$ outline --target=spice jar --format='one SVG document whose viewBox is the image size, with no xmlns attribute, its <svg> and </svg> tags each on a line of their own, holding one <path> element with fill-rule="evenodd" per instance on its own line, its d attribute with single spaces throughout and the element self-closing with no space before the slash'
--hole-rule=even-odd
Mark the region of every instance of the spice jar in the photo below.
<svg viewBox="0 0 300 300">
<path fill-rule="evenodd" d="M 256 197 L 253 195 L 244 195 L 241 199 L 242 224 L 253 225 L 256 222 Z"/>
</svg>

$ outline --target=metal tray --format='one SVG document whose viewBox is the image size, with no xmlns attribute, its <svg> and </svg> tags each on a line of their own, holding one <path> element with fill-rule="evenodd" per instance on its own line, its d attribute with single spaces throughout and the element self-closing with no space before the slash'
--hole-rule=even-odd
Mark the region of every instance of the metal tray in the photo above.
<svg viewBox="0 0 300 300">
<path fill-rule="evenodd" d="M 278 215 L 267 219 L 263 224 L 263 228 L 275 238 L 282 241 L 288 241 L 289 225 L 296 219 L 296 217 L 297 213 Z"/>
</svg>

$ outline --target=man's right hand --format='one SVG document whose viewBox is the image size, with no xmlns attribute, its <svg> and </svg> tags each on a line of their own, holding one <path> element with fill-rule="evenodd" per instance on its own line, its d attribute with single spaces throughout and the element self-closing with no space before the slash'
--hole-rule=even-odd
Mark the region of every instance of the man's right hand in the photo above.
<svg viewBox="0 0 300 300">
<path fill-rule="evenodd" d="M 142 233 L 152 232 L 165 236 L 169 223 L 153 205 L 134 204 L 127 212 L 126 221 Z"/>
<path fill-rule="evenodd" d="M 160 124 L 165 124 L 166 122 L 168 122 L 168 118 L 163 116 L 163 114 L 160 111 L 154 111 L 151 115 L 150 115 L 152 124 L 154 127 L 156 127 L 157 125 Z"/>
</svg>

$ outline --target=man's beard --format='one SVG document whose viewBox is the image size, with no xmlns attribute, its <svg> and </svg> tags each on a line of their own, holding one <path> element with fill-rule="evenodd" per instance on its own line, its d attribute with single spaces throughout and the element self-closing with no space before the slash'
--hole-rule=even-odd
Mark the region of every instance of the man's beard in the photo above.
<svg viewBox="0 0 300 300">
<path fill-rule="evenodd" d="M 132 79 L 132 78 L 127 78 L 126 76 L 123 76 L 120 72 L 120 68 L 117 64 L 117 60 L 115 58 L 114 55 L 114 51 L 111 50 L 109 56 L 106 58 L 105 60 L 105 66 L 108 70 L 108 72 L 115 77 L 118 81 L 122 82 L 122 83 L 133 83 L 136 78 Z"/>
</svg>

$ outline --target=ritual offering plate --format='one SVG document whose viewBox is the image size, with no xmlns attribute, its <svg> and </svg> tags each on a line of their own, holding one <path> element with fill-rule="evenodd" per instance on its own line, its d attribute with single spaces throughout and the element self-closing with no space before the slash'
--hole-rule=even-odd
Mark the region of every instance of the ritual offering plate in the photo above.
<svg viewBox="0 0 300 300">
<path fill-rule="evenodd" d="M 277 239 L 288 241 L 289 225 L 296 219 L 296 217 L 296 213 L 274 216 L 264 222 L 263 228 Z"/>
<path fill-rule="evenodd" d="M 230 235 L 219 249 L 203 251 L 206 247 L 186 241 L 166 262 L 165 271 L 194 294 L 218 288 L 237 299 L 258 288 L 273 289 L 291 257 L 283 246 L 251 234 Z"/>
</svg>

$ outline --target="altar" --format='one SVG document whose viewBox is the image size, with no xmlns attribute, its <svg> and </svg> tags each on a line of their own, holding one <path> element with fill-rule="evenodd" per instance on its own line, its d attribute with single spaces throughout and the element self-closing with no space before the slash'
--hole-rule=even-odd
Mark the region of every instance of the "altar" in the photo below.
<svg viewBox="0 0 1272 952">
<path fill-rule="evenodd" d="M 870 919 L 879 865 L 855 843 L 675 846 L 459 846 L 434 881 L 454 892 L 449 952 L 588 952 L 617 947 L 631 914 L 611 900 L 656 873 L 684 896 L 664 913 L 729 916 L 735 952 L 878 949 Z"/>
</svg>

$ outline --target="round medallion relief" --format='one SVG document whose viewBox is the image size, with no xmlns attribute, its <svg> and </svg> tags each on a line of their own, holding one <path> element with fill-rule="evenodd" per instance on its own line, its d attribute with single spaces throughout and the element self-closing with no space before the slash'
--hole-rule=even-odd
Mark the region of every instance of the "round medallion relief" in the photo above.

────────────────

Exercise: Give all of the entries again, word for word.

Final result:
$ outline --target=spice jar --format='one SVG document whose viewBox is the image size, with no xmlns attribute, its <svg> and </svg> tags each on a line of their own, holding one <path> element with fill-rule="evenodd" per instance on its own line, its d attribute with single spaces throughout and the element self-closing with no space before the slash'
--hole-rule=even-odd
Mark the region of every instance of the spice jar in the photo below.
<svg viewBox="0 0 300 300">
<path fill-rule="evenodd" d="M 256 197 L 253 195 L 244 195 L 241 199 L 242 224 L 253 225 L 256 222 Z"/>
</svg>

$ outline --target=metal tray --format='one SVG document whose viewBox is the image size, with no xmlns attribute, its <svg> and </svg> tags each on a line of their own, holding one <path> element with fill-rule="evenodd" per instance on its own line, its d attribute with single spaces throughout and the element self-closing with no space before the slash'
--hole-rule=even-odd
Mark the region of every instance of the metal tray in the photo above.
<svg viewBox="0 0 300 300">
<path fill-rule="evenodd" d="M 278 215 L 267 219 L 263 224 L 263 228 L 275 238 L 282 241 L 288 241 L 289 225 L 296 219 L 296 217 L 297 213 Z"/>
</svg>

$ outline --target=man's right hand --format='one SVG document whose viewBox is the image size, with no xmlns attribute, its <svg> and </svg> tags each on a line of their own, holding one <path> element with fill-rule="evenodd" per instance on its own line, its d attribute with single spaces throughout and the element self-closing with no space before the slash'
--hole-rule=even-odd
Mark the region of every instance of the man's right hand in the photo above.
<svg viewBox="0 0 300 300">
<path fill-rule="evenodd" d="M 142 233 L 152 232 L 165 236 L 169 223 L 153 205 L 134 204 L 127 212 L 126 221 Z"/>
<path fill-rule="evenodd" d="M 160 124 L 165 124 L 166 122 L 168 122 L 168 118 L 163 116 L 163 114 L 160 111 L 154 111 L 151 115 L 150 115 L 152 124 L 154 127 L 156 127 L 157 125 Z"/>
</svg>

$ outline --target=man's beard --format='one SVG document whose viewBox is the image size, with no xmlns attribute, its <svg> and </svg> tags each on a line of their own, holding one <path> element with fill-rule="evenodd" per instance on its own line, its d attribute with single spaces throughout and the element self-closing with no space before the slash'
--hole-rule=even-odd
Mark the region of every instance of the man's beard in the photo above.
<svg viewBox="0 0 300 300">
<path fill-rule="evenodd" d="M 132 79 L 132 78 L 127 78 L 126 76 L 123 76 L 120 72 L 120 68 L 117 64 L 117 60 L 115 58 L 114 55 L 114 51 L 111 50 L 109 56 L 106 58 L 105 60 L 105 66 L 108 70 L 108 72 L 115 77 L 118 81 L 122 82 L 122 83 L 133 83 L 136 78 Z"/>
</svg>

$ outline --target=ritual offering plate --format='one SVG document whose viewBox is the image size, with no xmlns attribute, its <svg> and </svg> tags each on a line of their own, holding one <path> element with fill-rule="evenodd" per instance on its own line, its d attribute with single spaces throughout and the element self-closing with no space before the slash'
--hole-rule=even-odd
Mark the region of every instance of the ritual offering plate in the photo above.
<svg viewBox="0 0 300 300">
<path fill-rule="evenodd" d="M 277 239 L 288 241 L 289 225 L 296 219 L 296 217 L 296 213 L 274 216 L 264 222 L 263 228 Z"/>
<path fill-rule="evenodd" d="M 230 235 L 219 249 L 203 251 L 206 247 L 186 241 L 166 262 L 165 271 L 194 294 L 218 288 L 237 299 L 258 288 L 273 289 L 291 257 L 283 246 L 251 234 Z"/>
</svg>

$ outline --target="altar" --format='one SVG document whose viewBox is the image size, with no xmlns attribute, its <svg> and </svg> tags each on a line of their own, holding one <path> element with fill-rule="evenodd" per instance on its own line, its d attribute with single spaces throughout and the element self-closing with no space before the slash'
--hole-rule=even-odd
Mark the region of every instance of the "altar" in the photo below.
<svg viewBox="0 0 1272 952">
<path fill-rule="evenodd" d="M 870 919 L 879 865 L 855 843 L 675 846 L 459 846 L 434 881 L 454 892 L 449 952 L 588 952 L 617 947 L 631 914 L 611 900 L 656 873 L 684 896 L 664 913 L 729 916 L 735 952 L 878 949 Z"/>
</svg>

$ outline --target="round medallion relief" --format='one SVG document whose viewBox is the image size, with no xmlns attribute, its <svg> and </svg> tags each on a line of their own, holding one <path> element with fill-rule="evenodd" per instance on its own line, its d attribute with single spaces throughout and the element self-closing with no space before the slash'
--hole-rule=even-odd
Mark the region of every instance of the "round medallion relief" in the photo above.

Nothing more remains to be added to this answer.